Age Matters: Why Some World Cup Teams Opt For Oldies

Argentina and Uruguay have the highest collective ages in the tournament. In Africa, youth is treasured. Experience? Energy? A demographic snapshot of Brazil 2014.

Argentina tends to opt for veterans
Argentina tends to opt for veterans
Giulia Zonca

TURIN — The players that some of the South American traditionalists have called up to their World Cup squads are pretty old in soccer terms.

These teams proceed cautiously. They keep track of players who were sent abroad when they were young, sending them Christmas cards every year and awarding them prizes at the end of each season.

And so when the World Cup is on, they bring them home and rarely try out new talent. Not even Lionel Messi escaped this fate in 2006 when, at the age of 18 and already one of the world's top talents, he was just a World Cup benchwarmer.

Argentina and Uruguay are nostalgic, loyal to well-known names. Three rust-proof 33-year-olds have been called up: Martin Demichelis, Hugo Campagnaro and Maxi Rodríguez, cornerstone players who have tipped the Argentine team's median age to 28.5 — the oldest in the competition.

The Argentines like to stay on the safe side and keep the rookies as training partners. Eight years ago, Ángel di María — today one of the safest wingers — was left in training camp with the under-20s.

At each World Cup, a bus with young, new players follows behind the champions and helps the team to prepare. It's a supply chain in which the veterans are respected.

For Africa, it's quite the opposite. Each new team arrival who shows courage with the ball merits his place in the sun, and it only takes a moment to become one of the greats. Ghana and Nigeria have the youngest teams (24.9 and 25.3 years old, respectively), and that's even including Ghanian superstar Michael Essien"s 31 years.

They're fast, dynamic and mature quickly because they have to move to succeed. It's not by chance that the African teams all have similar formulas: One experienced player is enough for Ghana and the Ivory Coast, two each for Cameroon and Algeria. They leave their hometowns, play around the world and come home when they retire.

Entries provided.
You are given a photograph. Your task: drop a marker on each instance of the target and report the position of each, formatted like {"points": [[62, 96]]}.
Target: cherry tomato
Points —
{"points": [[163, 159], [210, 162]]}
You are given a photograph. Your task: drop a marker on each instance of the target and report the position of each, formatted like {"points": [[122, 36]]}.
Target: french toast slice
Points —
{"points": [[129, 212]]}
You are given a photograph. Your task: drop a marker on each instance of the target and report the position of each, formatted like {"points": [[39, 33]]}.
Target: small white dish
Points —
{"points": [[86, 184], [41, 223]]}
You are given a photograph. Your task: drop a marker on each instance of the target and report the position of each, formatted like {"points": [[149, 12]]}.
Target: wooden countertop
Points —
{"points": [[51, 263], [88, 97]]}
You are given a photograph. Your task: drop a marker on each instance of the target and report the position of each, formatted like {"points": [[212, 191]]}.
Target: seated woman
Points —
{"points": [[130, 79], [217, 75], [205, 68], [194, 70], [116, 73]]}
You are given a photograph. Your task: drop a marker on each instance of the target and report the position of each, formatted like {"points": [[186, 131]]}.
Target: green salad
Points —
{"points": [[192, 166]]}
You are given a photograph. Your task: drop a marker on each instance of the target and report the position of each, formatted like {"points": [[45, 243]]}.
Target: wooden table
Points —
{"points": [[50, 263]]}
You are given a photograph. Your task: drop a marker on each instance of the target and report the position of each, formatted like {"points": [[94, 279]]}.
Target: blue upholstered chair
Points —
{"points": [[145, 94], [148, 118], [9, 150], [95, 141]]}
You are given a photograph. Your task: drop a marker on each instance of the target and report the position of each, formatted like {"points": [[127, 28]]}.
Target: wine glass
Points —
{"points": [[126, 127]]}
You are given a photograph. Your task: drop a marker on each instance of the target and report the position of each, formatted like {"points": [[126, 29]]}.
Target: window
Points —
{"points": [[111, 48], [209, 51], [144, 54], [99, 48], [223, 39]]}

Task set.
A. List every soccer player named in the World Cup age article.
B. According to the World Cup age article, what is the median age of the Argentine team?

Response list.
A. Lionel Messi, Martin Demichelis, Hugo Campagnaro, Maxi Rodríguez, Ángel di María, Michael Essien

B. 28.5, the oldest in the competition.